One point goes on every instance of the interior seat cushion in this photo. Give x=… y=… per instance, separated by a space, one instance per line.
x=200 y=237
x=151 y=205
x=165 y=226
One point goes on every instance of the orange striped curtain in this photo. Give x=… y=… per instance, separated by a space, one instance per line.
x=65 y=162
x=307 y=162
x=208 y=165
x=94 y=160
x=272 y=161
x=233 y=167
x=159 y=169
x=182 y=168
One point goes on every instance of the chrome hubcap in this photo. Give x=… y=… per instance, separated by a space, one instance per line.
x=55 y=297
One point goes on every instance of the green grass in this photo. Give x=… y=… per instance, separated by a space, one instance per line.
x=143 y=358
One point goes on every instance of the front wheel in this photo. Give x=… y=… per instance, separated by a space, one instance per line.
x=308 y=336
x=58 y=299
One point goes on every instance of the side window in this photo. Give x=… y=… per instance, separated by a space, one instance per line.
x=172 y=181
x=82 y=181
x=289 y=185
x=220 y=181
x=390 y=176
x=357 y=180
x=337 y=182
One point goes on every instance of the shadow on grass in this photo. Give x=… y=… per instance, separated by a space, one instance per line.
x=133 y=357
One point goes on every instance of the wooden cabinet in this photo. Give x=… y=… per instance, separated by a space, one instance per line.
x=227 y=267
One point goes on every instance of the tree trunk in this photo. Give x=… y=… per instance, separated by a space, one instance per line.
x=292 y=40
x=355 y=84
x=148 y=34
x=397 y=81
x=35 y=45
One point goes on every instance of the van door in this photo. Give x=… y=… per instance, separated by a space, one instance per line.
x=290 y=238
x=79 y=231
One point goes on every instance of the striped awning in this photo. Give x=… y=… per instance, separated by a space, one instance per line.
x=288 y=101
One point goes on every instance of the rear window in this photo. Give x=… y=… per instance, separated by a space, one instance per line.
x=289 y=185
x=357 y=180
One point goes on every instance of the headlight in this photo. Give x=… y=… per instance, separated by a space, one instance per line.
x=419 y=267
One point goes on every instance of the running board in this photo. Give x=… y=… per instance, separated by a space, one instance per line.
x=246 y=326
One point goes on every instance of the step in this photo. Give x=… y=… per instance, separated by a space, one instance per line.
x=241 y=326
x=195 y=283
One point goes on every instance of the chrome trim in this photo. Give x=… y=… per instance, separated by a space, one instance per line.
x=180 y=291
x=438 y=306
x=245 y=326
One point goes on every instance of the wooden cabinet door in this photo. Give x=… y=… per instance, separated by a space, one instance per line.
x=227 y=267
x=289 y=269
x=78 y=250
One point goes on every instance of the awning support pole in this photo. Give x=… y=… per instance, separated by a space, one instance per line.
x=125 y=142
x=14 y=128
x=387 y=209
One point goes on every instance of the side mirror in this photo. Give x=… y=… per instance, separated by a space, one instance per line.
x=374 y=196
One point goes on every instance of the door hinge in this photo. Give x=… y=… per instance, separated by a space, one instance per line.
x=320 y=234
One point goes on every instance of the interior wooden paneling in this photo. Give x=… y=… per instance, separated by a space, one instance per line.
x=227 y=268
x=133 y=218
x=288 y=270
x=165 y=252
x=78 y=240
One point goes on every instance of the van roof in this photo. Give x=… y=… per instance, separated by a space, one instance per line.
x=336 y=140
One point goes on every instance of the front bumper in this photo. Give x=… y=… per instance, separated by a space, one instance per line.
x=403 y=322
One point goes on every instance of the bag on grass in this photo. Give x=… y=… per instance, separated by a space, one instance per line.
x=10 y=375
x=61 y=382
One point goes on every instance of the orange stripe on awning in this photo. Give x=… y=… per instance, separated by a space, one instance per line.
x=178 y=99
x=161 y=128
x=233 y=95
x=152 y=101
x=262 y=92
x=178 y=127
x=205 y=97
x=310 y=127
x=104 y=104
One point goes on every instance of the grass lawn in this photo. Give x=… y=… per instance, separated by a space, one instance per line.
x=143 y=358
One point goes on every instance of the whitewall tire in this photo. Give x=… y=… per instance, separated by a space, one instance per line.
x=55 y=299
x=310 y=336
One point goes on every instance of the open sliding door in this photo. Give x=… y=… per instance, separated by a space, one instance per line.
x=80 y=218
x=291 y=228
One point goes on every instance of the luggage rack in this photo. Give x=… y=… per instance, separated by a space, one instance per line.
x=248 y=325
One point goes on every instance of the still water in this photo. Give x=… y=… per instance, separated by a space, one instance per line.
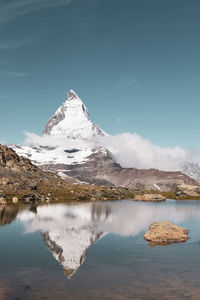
x=97 y=251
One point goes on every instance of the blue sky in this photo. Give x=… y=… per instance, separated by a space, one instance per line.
x=134 y=63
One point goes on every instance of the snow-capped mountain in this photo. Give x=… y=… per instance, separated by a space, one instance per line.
x=72 y=120
x=70 y=124
x=70 y=147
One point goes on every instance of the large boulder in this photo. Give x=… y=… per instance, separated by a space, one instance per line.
x=188 y=190
x=163 y=233
x=149 y=197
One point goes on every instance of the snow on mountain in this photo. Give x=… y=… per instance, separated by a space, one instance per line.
x=72 y=120
x=71 y=123
x=192 y=169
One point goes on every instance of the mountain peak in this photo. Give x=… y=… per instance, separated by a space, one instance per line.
x=72 y=120
x=72 y=95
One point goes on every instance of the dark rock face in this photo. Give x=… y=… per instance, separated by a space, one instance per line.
x=19 y=174
x=7 y=214
x=101 y=169
x=150 y=198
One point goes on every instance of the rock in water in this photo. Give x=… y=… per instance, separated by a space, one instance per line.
x=150 y=198
x=163 y=233
x=188 y=190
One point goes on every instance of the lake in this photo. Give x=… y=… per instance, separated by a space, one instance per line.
x=97 y=251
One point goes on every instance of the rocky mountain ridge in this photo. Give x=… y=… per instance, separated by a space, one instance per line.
x=88 y=163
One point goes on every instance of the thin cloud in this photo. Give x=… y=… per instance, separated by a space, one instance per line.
x=9 y=45
x=14 y=9
x=129 y=150
x=4 y=97
x=123 y=82
x=11 y=73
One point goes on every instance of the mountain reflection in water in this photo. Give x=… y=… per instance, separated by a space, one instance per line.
x=68 y=230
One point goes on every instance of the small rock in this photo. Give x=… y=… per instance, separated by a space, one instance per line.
x=188 y=190
x=150 y=198
x=2 y=200
x=15 y=200
x=163 y=233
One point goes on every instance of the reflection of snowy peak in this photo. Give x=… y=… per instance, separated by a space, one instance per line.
x=72 y=120
x=70 y=246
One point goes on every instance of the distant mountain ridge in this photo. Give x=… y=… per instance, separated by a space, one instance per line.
x=91 y=163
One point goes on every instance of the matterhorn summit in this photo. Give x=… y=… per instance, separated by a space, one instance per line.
x=72 y=120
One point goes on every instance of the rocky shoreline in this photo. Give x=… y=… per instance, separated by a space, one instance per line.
x=23 y=182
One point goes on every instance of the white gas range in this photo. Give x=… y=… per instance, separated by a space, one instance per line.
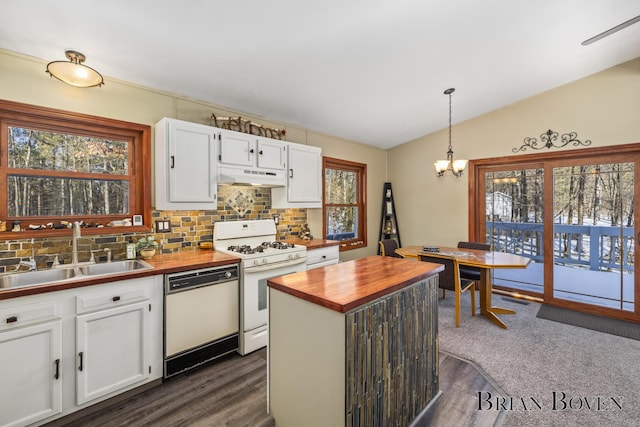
x=262 y=258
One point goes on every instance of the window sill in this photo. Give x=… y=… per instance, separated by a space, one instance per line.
x=62 y=232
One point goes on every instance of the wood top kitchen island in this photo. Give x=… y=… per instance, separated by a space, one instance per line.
x=353 y=343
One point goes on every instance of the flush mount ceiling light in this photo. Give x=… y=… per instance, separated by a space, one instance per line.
x=456 y=167
x=73 y=72
x=611 y=31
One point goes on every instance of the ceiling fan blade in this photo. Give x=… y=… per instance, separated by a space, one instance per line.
x=611 y=31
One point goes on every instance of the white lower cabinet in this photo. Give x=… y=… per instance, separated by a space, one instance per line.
x=112 y=350
x=63 y=351
x=30 y=372
x=321 y=257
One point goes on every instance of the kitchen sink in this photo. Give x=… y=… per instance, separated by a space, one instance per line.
x=31 y=278
x=60 y=274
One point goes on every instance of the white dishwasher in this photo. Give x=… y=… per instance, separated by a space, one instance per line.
x=201 y=317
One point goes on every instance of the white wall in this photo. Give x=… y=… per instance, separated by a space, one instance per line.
x=23 y=79
x=603 y=108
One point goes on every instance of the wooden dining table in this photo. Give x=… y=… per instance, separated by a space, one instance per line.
x=486 y=261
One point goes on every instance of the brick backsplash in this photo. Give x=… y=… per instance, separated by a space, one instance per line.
x=188 y=229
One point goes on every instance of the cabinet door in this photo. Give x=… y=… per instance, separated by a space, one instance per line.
x=192 y=163
x=112 y=350
x=272 y=154
x=305 y=174
x=30 y=373
x=237 y=148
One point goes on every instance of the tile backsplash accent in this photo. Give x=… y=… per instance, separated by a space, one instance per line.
x=188 y=229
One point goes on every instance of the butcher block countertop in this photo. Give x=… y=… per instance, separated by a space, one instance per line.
x=163 y=264
x=314 y=243
x=348 y=285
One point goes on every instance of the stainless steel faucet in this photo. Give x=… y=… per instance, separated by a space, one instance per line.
x=74 y=243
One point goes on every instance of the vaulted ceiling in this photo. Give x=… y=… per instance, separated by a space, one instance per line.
x=372 y=71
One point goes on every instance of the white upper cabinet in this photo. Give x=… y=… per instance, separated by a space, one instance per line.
x=237 y=148
x=185 y=165
x=304 y=179
x=271 y=154
x=243 y=149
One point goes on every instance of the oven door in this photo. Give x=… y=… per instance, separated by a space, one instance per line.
x=254 y=301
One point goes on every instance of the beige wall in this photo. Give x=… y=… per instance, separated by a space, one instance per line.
x=603 y=108
x=23 y=79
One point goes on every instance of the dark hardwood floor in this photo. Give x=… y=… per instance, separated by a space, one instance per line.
x=232 y=392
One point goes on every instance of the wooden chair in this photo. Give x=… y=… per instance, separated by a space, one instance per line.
x=450 y=279
x=467 y=272
x=388 y=248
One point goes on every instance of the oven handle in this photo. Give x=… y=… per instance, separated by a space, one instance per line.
x=257 y=269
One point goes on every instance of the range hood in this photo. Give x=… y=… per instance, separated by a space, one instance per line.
x=251 y=176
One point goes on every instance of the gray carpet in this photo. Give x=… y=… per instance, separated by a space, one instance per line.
x=590 y=321
x=551 y=363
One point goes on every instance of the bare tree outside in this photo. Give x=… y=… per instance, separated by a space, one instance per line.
x=58 y=174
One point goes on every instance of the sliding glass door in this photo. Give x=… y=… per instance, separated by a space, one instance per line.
x=514 y=209
x=574 y=215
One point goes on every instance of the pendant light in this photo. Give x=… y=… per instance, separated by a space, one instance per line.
x=73 y=72
x=456 y=167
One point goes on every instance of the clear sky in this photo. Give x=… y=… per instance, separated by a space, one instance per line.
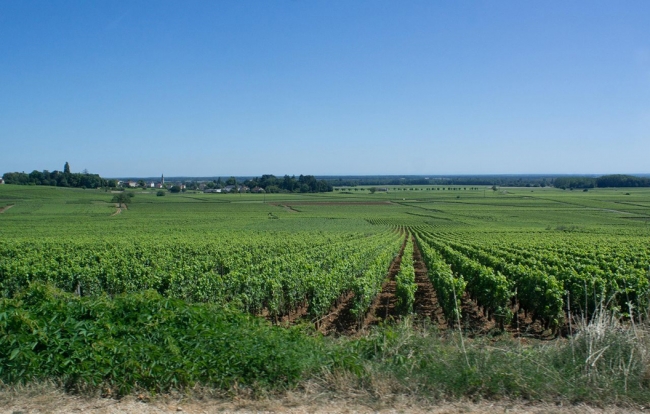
x=207 y=88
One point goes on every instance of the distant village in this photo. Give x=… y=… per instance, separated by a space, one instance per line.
x=267 y=183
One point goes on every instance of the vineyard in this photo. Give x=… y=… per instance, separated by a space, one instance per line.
x=343 y=261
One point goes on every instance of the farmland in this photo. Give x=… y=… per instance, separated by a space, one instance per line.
x=510 y=263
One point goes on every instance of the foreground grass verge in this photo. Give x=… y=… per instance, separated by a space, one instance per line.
x=144 y=342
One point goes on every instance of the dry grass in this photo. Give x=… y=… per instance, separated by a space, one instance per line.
x=328 y=395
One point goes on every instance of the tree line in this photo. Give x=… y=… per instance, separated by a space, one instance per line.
x=614 y=180
x=56 y=178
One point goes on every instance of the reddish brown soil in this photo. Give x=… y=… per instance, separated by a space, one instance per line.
x=338 y=203
x=340 y=320
x=426 y=303
x=384 y=307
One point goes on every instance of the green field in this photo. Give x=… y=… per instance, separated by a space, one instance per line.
x=550 y=255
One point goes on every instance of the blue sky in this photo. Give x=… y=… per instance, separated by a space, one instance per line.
x=207 y=88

## Set problem
Every line from the one containing "One point goes on every instance of the tree line" through the last line must be copied exactly; leave out the rest.

## Task solution
One point goes on every instance of the tree line in this photo. Give x=… y=… per instance, separated by a space, one instance per line.
x=614 y=180
x=56 y=178
One point goes on every instance of the reddish brown soil in this photo. Give x=… y=… per instance, separated by a space, one instance per line.
x=338 y=203
x=340 y=320
x=426 y=303
x=384 y=307
One point goes on every instance of the green field in this photo. Give x=… y=… per instance, separated by a space, one instance per line.
x=550 y=255
One point goes on every instance of the blue sky in this photo. Give x=… y=… per instance, separated by a space, one instance per line.
x=207 y=88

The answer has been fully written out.